Convert the material below into a JSON array of strings, one string per line, and leave out any blank lines.

### SUPPLIED RECORDS
— START —

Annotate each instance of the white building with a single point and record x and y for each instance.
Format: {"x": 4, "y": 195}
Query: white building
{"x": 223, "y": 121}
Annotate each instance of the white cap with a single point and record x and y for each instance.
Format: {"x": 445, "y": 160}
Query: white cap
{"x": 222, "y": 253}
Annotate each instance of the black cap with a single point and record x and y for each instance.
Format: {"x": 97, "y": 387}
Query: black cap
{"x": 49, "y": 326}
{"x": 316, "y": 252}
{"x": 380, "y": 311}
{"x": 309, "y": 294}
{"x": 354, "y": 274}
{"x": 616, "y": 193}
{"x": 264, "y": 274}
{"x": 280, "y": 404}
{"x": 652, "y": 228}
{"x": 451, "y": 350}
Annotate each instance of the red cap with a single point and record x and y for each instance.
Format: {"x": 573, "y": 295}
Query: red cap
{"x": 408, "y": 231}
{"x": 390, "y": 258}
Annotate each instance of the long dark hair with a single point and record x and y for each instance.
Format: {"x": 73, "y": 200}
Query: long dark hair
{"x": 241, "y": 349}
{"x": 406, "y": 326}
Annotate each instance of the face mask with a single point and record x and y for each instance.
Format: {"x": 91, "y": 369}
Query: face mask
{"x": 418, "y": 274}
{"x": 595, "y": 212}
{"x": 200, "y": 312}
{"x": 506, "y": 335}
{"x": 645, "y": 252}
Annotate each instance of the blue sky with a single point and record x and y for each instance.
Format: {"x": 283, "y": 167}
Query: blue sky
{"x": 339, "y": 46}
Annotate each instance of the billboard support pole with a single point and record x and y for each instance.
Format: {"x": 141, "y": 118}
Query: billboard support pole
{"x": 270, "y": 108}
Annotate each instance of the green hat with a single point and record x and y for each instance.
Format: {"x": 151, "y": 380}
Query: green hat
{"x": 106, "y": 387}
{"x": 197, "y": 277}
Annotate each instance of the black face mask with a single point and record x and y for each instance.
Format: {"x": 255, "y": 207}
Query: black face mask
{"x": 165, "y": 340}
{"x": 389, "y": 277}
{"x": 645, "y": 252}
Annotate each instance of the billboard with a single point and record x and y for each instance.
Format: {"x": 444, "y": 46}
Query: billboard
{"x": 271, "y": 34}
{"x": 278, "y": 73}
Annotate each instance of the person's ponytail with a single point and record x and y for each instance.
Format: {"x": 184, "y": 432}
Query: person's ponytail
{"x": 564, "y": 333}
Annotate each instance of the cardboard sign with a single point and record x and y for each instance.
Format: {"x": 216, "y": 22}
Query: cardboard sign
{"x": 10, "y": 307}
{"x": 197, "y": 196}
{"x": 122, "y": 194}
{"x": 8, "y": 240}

— END —

### ANSWER TO THE PROBLEM
[
  "Annotate each instance of the white building with a single point and record x and y for each instance.",
  "Format: {\"x\": 4, \"y\": 195}",
  "Query: white building",
  "{\"x\": 223, \"y\": 121}",
  "Annotate each instance of the white cap with a single point and record x and y for each instance.",
  "Format: {\"x\": 445, \"y\": 160}",
  "Query: white cap",
  "{\"x\": 222, \"y\": 253}",
  "Annotate each instance of the black cap with a single point and record x and y for each instance.",
  "Format: {\"x\": 97, \"y\": 387}",
  "Query: black cap",
  "{\"x\": 49, \"y\": 326}",
  "{\"x\": 316, \"y\": 252}",
  "{\"x\": 380, \"y\": 311}",
  "{\"x\": 309, \"y\": 294}",
  "{\"x\": 354, \"y\": 274}",
  "{\"x\": 616, \"y\": 193}",
  "{\"x\": 264, \"y\": 274}",
  "{\"x\": 280, \"y\": 404}",
  "{\"x\": 652, \"y\": 228}",
  "{\"x\": 451, \"y\": 350}",
  "Annotate each instance of the red cap with a single point and record x and y for each instance.",
  "Format: {\"x\": 573, \"y\": 295}",
  "Query: red cap",
  "{\"x\": 408, \"y\": 231}",
  "{\"x\": 390, \"y\": 258}",
  "Annotate each instance of the long dark hair with a single point and record x and y for each instance.",
  "Format: {\"x\": 73, \"y\": 200}",
  "Query: long dark hair",
  "{\"x\": 241, \"y\": 349}",
  "{\"x\": 406, \"y\": 326}",
  "Annotate each instance of the face mask with a single point and record x and y for each instance.",
  "Format: {\"x\": 91, \"y\": 369}",
  "Query: face mask",
  "{\"x\": 418, \"y\": 274}",
  "{\"x\": 595, \"y\": 212}",
  "{\"x\": 200, \"y\": 312}",
  "{\"x\": 506, \"y\": 335}",
  "{\"x\": 645, \"y\": 252}",
  "Annotate each instance of the blue sky with a single point and record x and y for each instance.",
  "Format: {\"x\": 283, \"y\": 167}",
  "Query: blue sky",
  "{\"x\": 339, \"y\": 46}",
  "Annotate each instance of the billboard support pole with a single point and record x and y for each instance.",
  "Format: {\"x\": 141, \"y\": 118}",
  "Query: billboard support pole",
  "{\"x\": 270, \"y\": 108}",
  "Annotate each instance of the green hat with a single point and record x and y for each instance.",
  "Format: {\"x\": 151, \"y\": 380}",
  "Query: green hat",
  "{\"x\": 106, \"y\": 387}",
  "{\"x\": 197, \"y\": 277}",
  "Annotate each instance of the black face mask with a single point and record x and y for each instance.",
  "Format: {\"x\": 255, \"y\": 207}",
  "Query: black face mask",
  "{\"x\": 165, \"y\": 340}",
  "{\"x\": 389, \"y\": 277}",
  "{\"x\": 645, \"y\": 252}",
  "Annotate each instance of the billboard with a single point and record x and y for each instance.",
  "Format: {\"x\": 444, \"y\": 46}",
  "Query: billboard",
  "{\"x\": 271, \"y\": 34}",
  "{\"x\": 278, \"y\": 73}",
  "Annotate each instance of the person's ponytail with a single point and record x and y for each instance.",
  "Format: {\"x\": 184, \"y\": 432}",
  "Query: person's ponytail",
  "{\"x\": 564, \"y\": 333}",
  "Annotate each instance of the cardboard sign with a single point and record x and y for each instance.",
  "Format: {\"x\": 216, \"y\": 22}",
  "Query: cardboard sign",
  "{\"x\": 10, \"y\": 307}",
  "{\"x\": 197, \"y\": 196}",
  "{\"x\": 122, \"y\": 194}",
  "{\"x\": 8, \"y\": 240}"
]